_EXERCISE REQUIREMENTS_
Everything from the line containing "Target: deer head" through the line containing "Target: deer belly" should be repeated exactly, and nothing else from the data.

_SUPPLIED RECORDS_
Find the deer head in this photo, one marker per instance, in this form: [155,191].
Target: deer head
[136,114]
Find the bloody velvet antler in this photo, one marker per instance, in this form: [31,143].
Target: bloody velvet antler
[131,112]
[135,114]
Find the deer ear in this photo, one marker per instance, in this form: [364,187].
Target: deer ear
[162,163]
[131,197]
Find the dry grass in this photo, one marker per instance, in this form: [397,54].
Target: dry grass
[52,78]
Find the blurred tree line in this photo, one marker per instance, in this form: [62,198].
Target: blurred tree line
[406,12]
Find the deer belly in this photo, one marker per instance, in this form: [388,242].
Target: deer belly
==
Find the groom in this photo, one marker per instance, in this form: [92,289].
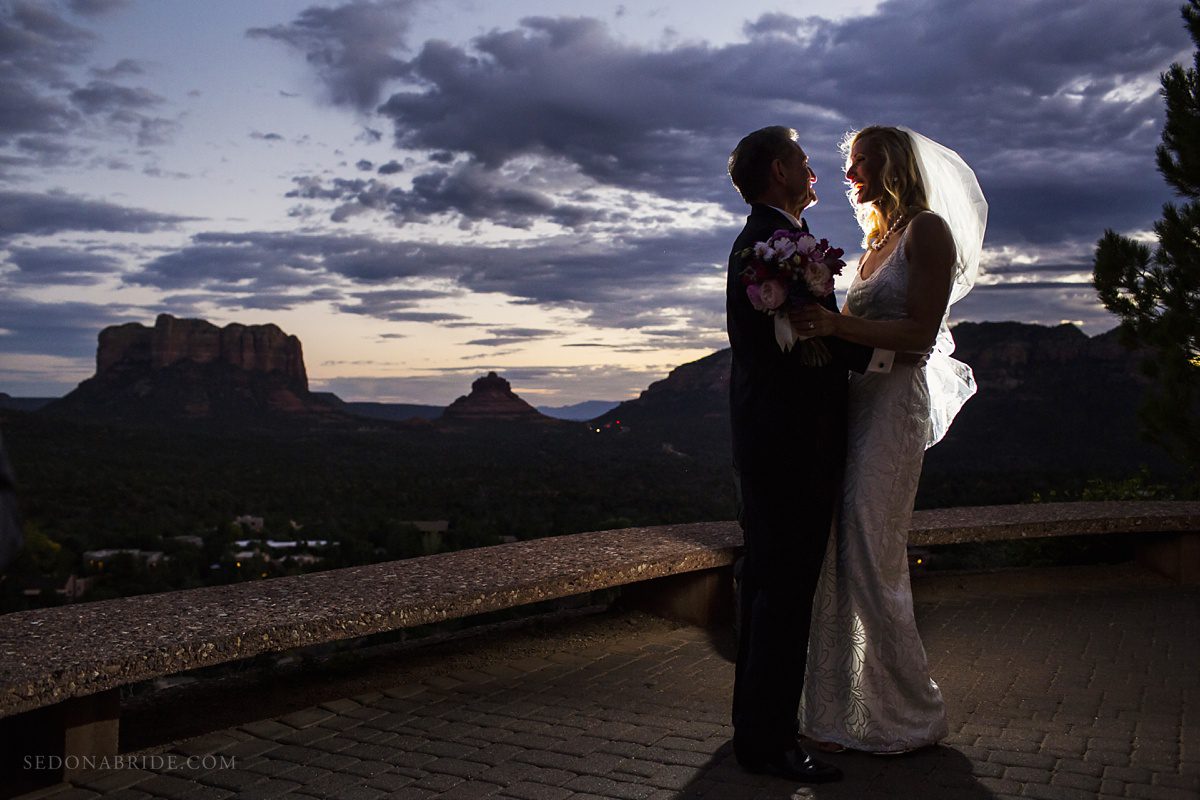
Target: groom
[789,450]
* * *
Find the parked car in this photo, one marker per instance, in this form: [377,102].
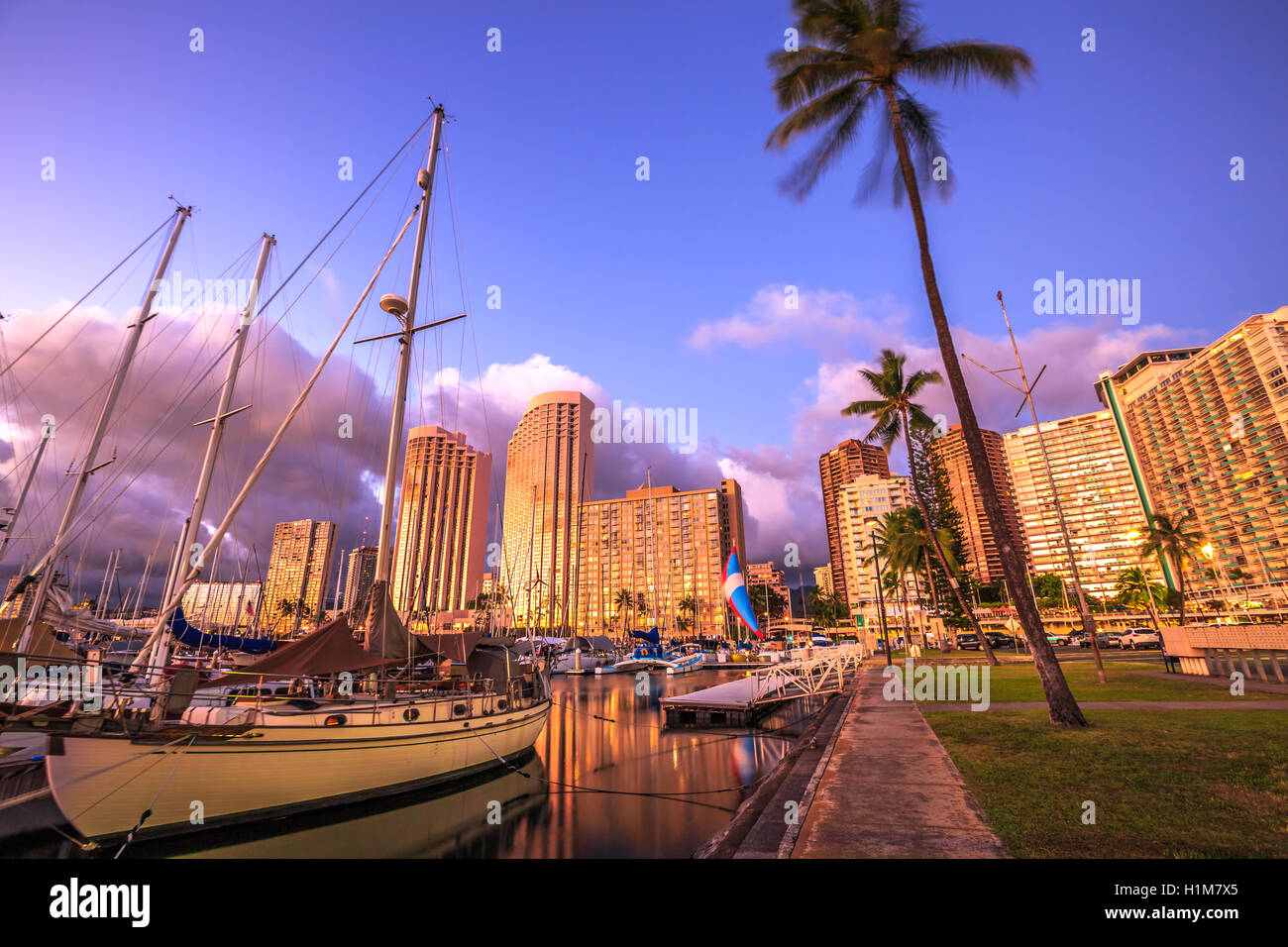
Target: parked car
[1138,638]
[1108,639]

_REPLY TO THE EXERCISE_
Target: deer head
[136,114]
Find the bloody velvet antler in this photo, one marker per instance, in this form: [31,143].
Target: bloody velvet antler
[131,112]
[135,114]
Find the deer ear in this photo, one marker per instance, in this form: [364,187].
Target: deer ear
[162,163]
[131,197]
Find the dry grass in this photo, one marker per instance, in this form: [397,54].
Target: dry grass
[52,78]
Find the blurred tree line in this photo, one marker per instance, in this form: [62,198].
Target: blurred tree line
[406,12]
Find the deer belly in this photo, one marker per instance, in this form: [388,242].
Target: deer belly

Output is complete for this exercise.